▸ **Texto fornecido**
---*---

Hoje é tragédia, amanhã não será nada, nem uma simples memória. As pessoas não querem saber. Desde que não seja com elas assobiam e desviam o olhar só para poderem dizer que "não viram".
Um dia, hão-de ser elas a sofrerem. Um dia hão-de precisar que alguém as veja e, rapidamente vão perceber, que os outros também não as querem ver.
Fala-se disto do bullying mas a comunidade educativa nada fez. Dizem-me que estão todos com medo. Não acredito que o medo seja a razão. Acredito mais que seja puro egoísmo e egocentrismo.
Pois é, Elenáro, pois é!
Andamos a fazer uma sociedade que se vai consumindo na voracidade dos dias sem memória. E havemos de lamentá-lo.
Abraço.
Jad, só há uma forma de actuar: AGIR! E não é sobre as vítimas, porque a essas já basta o que sofrem, é sobre os agressores. São menores? Sim, mas não são de geração espontânea por certo, e não serão todos orfãos! Temos é que parar com esta forma esquiva de olhar para o lado com medo de intervir em nome de uma porra de uma teoria que comprovadamente não está a resultar. Bem sei que somos todos filhos da revolução da década de 60 que tratou estas coisas de outra forma, mas não será altura de parar e analisar resultados? Sem medos? Sem complexos? Não nos causa perplexidade aquelas alminhas da Associação de Pais e da Direcção desconhecer a barbária que ali estava instalada? E pelos vistos não era subterrânea porque foi preciso uma morte que nos dilacera a alma para sabermos que era assim? A culpa é do sistema? Alteremos os mecanismos monitorização dos problemas mas sem punhos de renda...
Tem o meu apoio Jad! Vá em frente sem medos com a dose de adrenalina que estas acções precisam.
Aqui está uma matéria onde até eu teria ido para a rua com os professores, mas fiquei em casa, não sei se isto fez parte da agenda.

---*---

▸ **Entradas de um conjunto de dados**
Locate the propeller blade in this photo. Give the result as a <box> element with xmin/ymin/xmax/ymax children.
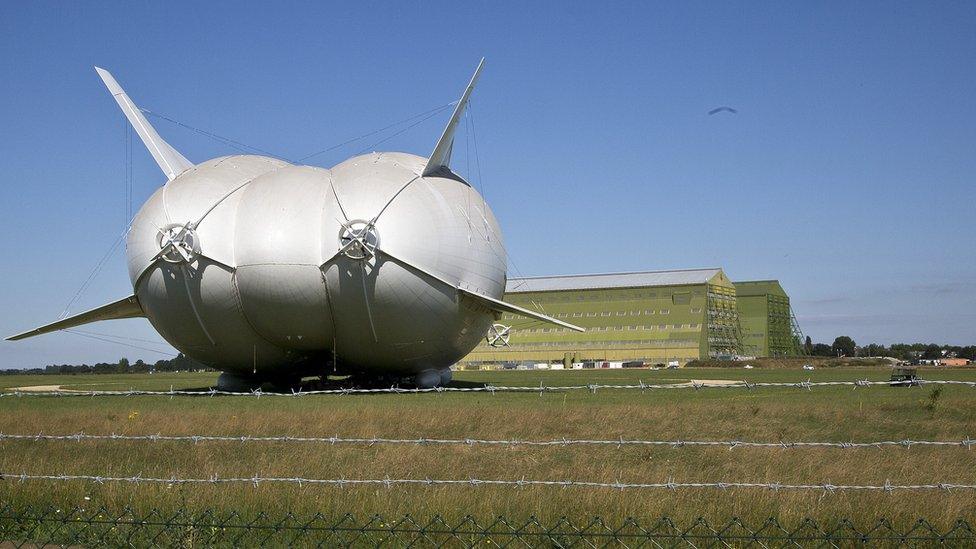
<box><xmin>180</xmin><ymin>265</ymin><xmax>217</xmax><ymax>345</ymax></box>
<box><xmin>358</xmin><ymin>261</ymin><xmax>380</xmax><ymax>343</ymax></box>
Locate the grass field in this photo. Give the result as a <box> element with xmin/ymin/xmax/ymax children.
<box><xmin>0</xmin><ymin>368</ymin><xmax>976</xmax><ymax>524</ymax></box>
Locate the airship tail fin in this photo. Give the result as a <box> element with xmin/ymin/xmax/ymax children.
<box><xmin>7</xmin><ymin>295</ymin><xmax>146</xmax><ymax>341</ymax></box>
<box><xmin>423</xmin><ymin>57</ymin><xmax>485</xmax><ymax>176</ymax></box>
<box><xmin>458</xmin><ymin>288</ymin><xmax>586</xmax><ymax>332</ymax></box>
<box><xmin>95</xmin><ymin>67</ymin><xmax>193</xmax><ymax>179</ymax></box>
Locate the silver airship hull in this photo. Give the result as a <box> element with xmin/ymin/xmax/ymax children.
<box><xmin>8</xmin><ymin>60</ymin><xmax>581</xmax><ymax>390</ymax></box>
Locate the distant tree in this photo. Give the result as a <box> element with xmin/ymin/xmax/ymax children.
<box><xmin>831</xmin><ymin>336</ymin><xmax>857</xmax><ymax>356</ymax></box>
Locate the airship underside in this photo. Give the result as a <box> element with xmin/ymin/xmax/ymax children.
<box><xmin>8</xmin><ymin>60</ymin><xmax>581</xmax><ymax>389</ymax></box>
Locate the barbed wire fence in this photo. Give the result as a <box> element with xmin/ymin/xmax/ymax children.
<box><xmin>0</xmin><ymin>380</ymin><xmax>976</xmax><ymax>547</ymax></box>
<box><xmin>0</xmin><ymin>379</ymin><xmax>976</xmax><ymax>398</ymax></box>
<box><xmin>0</xmin><ymin>505</ymin><xmax>976</xmax><ymax>547</ymax></box>
<box><xmin>0</xmin><ymin>472</ymin><xmax>976</xmax><ymax>494</ymax></box>
<box><xmin>0</xmin><ymin>432</ymin><xmax>976</xmax><ymax>450</ymax></box>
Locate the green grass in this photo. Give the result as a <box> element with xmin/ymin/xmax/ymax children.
<box><xmin>0</xmin><ymin>368</ymin><xmax>976</xmax><ymax>524</ymax></box>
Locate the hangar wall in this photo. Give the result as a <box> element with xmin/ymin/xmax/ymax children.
<box><xmin>735</xmin><ymin>280</ymin><xmax>803</xmax><ymax>356</ymax></box>
<box><xmin>460</xmin><ymin>268</ymin><xmax>797</xmax><ymax>367</ymax></box>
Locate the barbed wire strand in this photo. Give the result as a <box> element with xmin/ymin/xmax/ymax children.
<box><xmin>0</xmin><ymin>432</ymin><xmax>976</xmax><ymax>449</ymax></box>
<box><xmin>0</xmin><ymin>379</ymin><xmax>976</xmax><ymax>398</ymax></box>
<box><xmin>0</xmin><ymin>473</ymin><xmax>976</xmax><ymax>493</ymax></box>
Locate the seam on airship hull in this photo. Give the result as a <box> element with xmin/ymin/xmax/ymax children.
<box><xmin>231</xmin><ymin>269</ymin><xmax>287</xmax><ymax>352</ymax></box>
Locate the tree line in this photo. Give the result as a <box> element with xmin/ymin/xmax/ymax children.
<box><xmin>0</xmin><ymin>353</ymin><xmax>211</xmax><ymax>375</ymax></box>
<box><xmin>803</xmin><ymin>336</ymin><xmax>976</xmax><ymax>361</ymax></box>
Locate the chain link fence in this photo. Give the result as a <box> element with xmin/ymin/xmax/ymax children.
<box><xmin>0</xmin><ymin>505</ymin><xmax>976</xmax><ymax>547</ymax></box>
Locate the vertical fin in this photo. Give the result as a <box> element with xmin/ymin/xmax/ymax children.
<box><xmin>423</xmin><ymin>57</ymin><xmax>485</xmax><ymax>176</ymax></box>
<box><xmin>95</xmin><ymin>67</ymin><xmax>193</xmax><ymax>179</ymax></box>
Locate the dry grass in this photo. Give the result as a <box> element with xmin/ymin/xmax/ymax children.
<box><xmin>0</xmin><ymin>370</ymin><xmax>976</xmax><ymax>524</ymax></box>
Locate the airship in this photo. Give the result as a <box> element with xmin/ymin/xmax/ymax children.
<box><xmin>7</xmin><ymin>59</ymin><xmax>583</xmax><ymax>391</ymax></box>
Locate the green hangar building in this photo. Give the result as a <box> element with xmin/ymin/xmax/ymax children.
<box><xmin>460</xmin><ymin>268</ymin><xmax>800</xmax><ymax>368</ymax></box>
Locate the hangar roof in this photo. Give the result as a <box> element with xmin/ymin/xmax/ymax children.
<box><xmin>733</xmin><ymin>280</ymin><xmax>787</xmax><ymax>297</ymax></box>
<box><xmin>505</xmin><ymin>269</ymin><xmax>727</xmax><ymax>293</ymax></box>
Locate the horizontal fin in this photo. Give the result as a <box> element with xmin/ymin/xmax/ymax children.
<box><xmin>423</xmin><ymin>57</ymin><xmax>485</xmax><ymax>176</ymax></box>
<box><xmin>95</xmin><ymin>67</ymin><xmax>193</xmax><ymax>179</ymax></box>
<box><xmin>7</xmin><ymin>295</ymin><xmax>146</xmax><ymax>341</ymax></box>
<box><xmin>458</xmin><ymin>288</ymin><xmax>586</xmax><ymax>332</ymax></box>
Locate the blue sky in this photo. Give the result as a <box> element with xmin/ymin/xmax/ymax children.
<box><xmin>0</xmin><ymin>2</ymin><xmax>976</xmax><ymax>367</ymax></box>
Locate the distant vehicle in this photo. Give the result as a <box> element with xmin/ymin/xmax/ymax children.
<box><xmin>888</xmin><ymin>367</ymin><xmax>921</xmax><ymax>387</ymax></box>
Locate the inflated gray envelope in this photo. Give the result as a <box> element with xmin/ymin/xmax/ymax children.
<box><xmin>8</xmin><ymin>60</ymin><xmax>582</xmax><ymax>390</ymax></box>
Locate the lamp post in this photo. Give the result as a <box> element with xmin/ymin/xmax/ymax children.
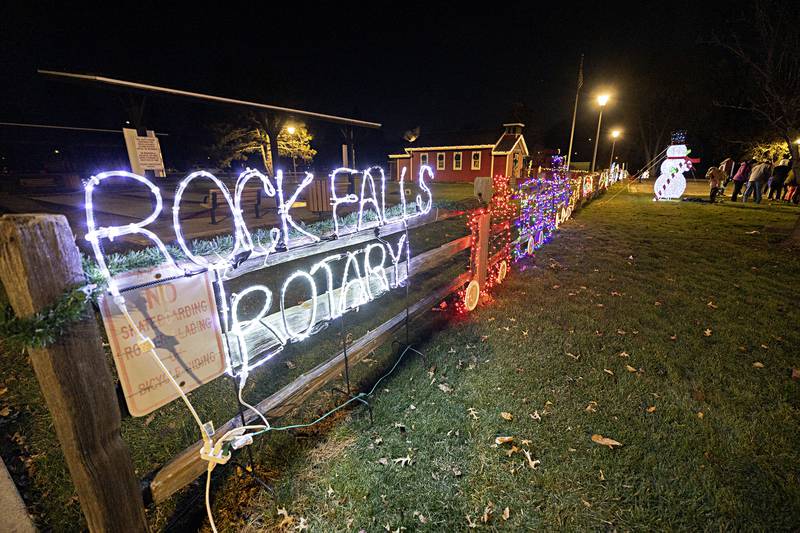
<box><xmin>286</xmin><ymin>126</ymin><xmax>297</xmax><ymax>171</ymax></box>
<box><xmin>608</xmin><ymin>130</ymin><xmax>621</xmax><ymax>172</ymax></box>
<box><xmin>592</xmin><ymin>94</ymin><xmax>610</xmax><ymax>172</ymax></box>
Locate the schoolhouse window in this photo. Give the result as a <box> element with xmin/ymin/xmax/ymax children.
<box><xmin>470</xmin><ymin>152</ymin><xmax>481</xmax><ymax>170</ymax></box>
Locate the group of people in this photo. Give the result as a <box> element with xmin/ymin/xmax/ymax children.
<box><xmin>706</xmin><ymin>158</ymin><xmax>800</xmax><ymax>204</ymax></box>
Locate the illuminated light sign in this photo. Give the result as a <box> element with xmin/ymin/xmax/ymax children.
<box><xmin>512</xmin><ymin>171</ymin><xmax>580</xmax><ymax>260</ymax></box>
<box><xmin>85</xmin><ymin>166</ymin><xmax>434</xmax><ymax>390</ymax></box>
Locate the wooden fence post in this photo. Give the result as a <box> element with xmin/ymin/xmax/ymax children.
<box><xmin>472</xmin><ymin>213</ymin><xmax>492</xmax><ymax>289</ymax></box>
<box><xmin>0</xmin><ymin>215</ymin><xmax>147</xmax><ymax>532</ymax></box>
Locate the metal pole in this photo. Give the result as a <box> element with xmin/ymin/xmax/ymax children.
<box><xmin>567</xmin><ymin>61</ymin><xmax>583</xmax><ymax>170</ymax></box>
<box><xmin>592</xmin><ymin>106</ymin><xmax>606</xmax><ymax>172</ymax></box>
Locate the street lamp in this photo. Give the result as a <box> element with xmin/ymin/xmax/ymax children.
<box><xmin>592</xmin><ymin>94</ymin><xmax>611</xmax><ymax>172</ymax></box>
<box><xmin>608</xmin><ymin>130</ymin><xmax>622</xmax><ymax>172</ymax></box>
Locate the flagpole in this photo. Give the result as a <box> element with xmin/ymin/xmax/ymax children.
<box><xmin>567</xmin><ymin>54</ymin><xmax>583</xmax><ymax>171</ymax></box>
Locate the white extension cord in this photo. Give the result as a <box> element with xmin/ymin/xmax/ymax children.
<box><xmin>114</xmin><ymin>293</ymin><xmax>270</xmax><ymax>533</ymax></box>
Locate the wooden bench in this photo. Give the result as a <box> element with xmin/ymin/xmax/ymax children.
<box><xmin>203</xmin><ymin>187</ymin><xmax>263</xmax><ymax>224</ymax></box>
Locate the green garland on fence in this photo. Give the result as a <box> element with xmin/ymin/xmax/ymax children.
<box><xmin>0</xmin><ymin>285</ymin><xmax>100</xmax><ymax>352</ymax></box>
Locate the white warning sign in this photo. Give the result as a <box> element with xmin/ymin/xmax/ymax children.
<box><xmin>100</xmin><ymin>270</ymin><xmax>226</xmax><ymax>416</ymax></box>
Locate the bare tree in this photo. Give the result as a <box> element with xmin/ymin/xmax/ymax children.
<box><xmin>713</xmin><ymin>0</ymin><xmax>800</xmax><ymax>242</ymax></box>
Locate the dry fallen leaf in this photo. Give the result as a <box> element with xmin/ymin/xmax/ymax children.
<box><xmin>506</xmin><ymin>445</ymin><xmax>519</xmax><ymax>457</ymax></box>
<box><xmin>481</xmin><ymin>502</ymin><xmax>494</xmax><ymax>524</ymax></box>
<box><xmin>392</xmin><ymin>455</ymin><xmax>411</xmax><ymax>466</ymax></box>
<box><xmin>278</xmin><ymin>507</ymin><xmax>294</xmax><ymax>529</ymax></box>
<box><xmin>522</xmin><ymin>450</ymin><xmax>542</xmax><ymax>470</ymax></box>
<box><xmin>592</xmin><ymin>433</ymin><xmax>622</xmax><ymax>450</ymax></box>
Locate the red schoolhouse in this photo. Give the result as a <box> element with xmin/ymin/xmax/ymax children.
<box><xmin>389</xmin><ymin>122</ymin><xmax>528</xmax><ymax>183</ymax></box>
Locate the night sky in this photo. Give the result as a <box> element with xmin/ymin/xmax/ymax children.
<box><xmin>0</xmin><ymin>2</ymin><xmax>752</xmax><ymax>172</ymax></box>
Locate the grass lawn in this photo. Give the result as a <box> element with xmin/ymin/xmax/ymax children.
<box><xmin>225</xmin><ymin>184</ymin><xmax>800</xmax><ymax>531</ymax></box>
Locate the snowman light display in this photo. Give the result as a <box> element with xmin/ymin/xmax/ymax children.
<box><xmin>653</xmin><ymin>132</ymin><xmax>700</xmax><ymax>200</ymax></box>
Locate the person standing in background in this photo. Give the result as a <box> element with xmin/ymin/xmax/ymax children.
<box><xmin>706</xmin><ymin>167</ymin><xmax>725</xmax><ymax>204</ymax></box>
<box><xmin>731</xmin><ymin>159</ymin><xmax>756</xmax><ymax>202</ymax></box>
<box><xmin>767</xmin><ymin>159</ymin><xmax>792</xmax><ymax>200</ymax></box>
<box><xmin>742</xmin><ymin>161</ymin><xmax>772</xmax><ymax>204</ymax></box>
<box><xmin>719</xmin><ymin>157</ymin><xmax>736</xmax><ymax>193</ymax></box>
<box><xmin>782</xmin><ymin>169</ymin><xmax>798</xmax><ymax>203</ymax></box>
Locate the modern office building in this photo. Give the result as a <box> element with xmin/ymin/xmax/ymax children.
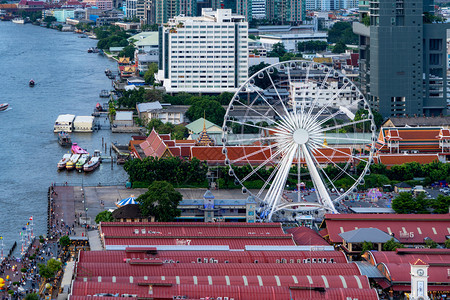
<box><xmin>158</xmin><ymin>9</ymin><xmax>248</xmax><ymax>93</ymax></box>
<box><xmin>266</xmin><ymin>0</ymin><xmax>305</xmax><ymax>24</ymax></box>
<box><xmin>353</xmin><ymin>0</ymin><xmax>450</xmax><ymax>117</ymax></box>
<box><xmin>252</xmin><ymin>0</ymin><xmax>266</xmax><ymax>19</ymax></box>
<box><xmin>304</xmin><ymin>0</ymin><xmax>358</xmax><ymax>11</ymax></box>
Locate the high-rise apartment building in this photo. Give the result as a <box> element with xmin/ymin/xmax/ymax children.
<box><xmin>266</xmin><ymin>0</ymin><xmax>305</xmax><ymax>24</ymax></box>
<box><xmin>353</xmin><ymin>0</ymin><xmax>450</xmax><ymax>117</ymax></box>
<box><xmin>178</xmin><ymin>0</ymin><xmax>197</xmax><ymax>17</ymax></box>
<box><xmin>158</xmin><ymin>9</ymin><xmax>248</xmax><ymax>93</ymax></box>
<box><xmin>252</xmin><ymin>0</ymin><xmax>266</xmax><ymax>19</ymax></box>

---*---

▸ **Lista de tarefas**
1. No texto sobre o bullying, que causa considera o autor mais provável do que o medo para a inação da comunidade educativa?
2. Conta quantas linhas das entradas contêm a palavra "hull", tendo em conta a distinção entre maiúsculas e minúsculas. Responde apenas com o número.

▸ **Lista de respostas**
1. Puro egoísmo e egocentrismo.

2. 2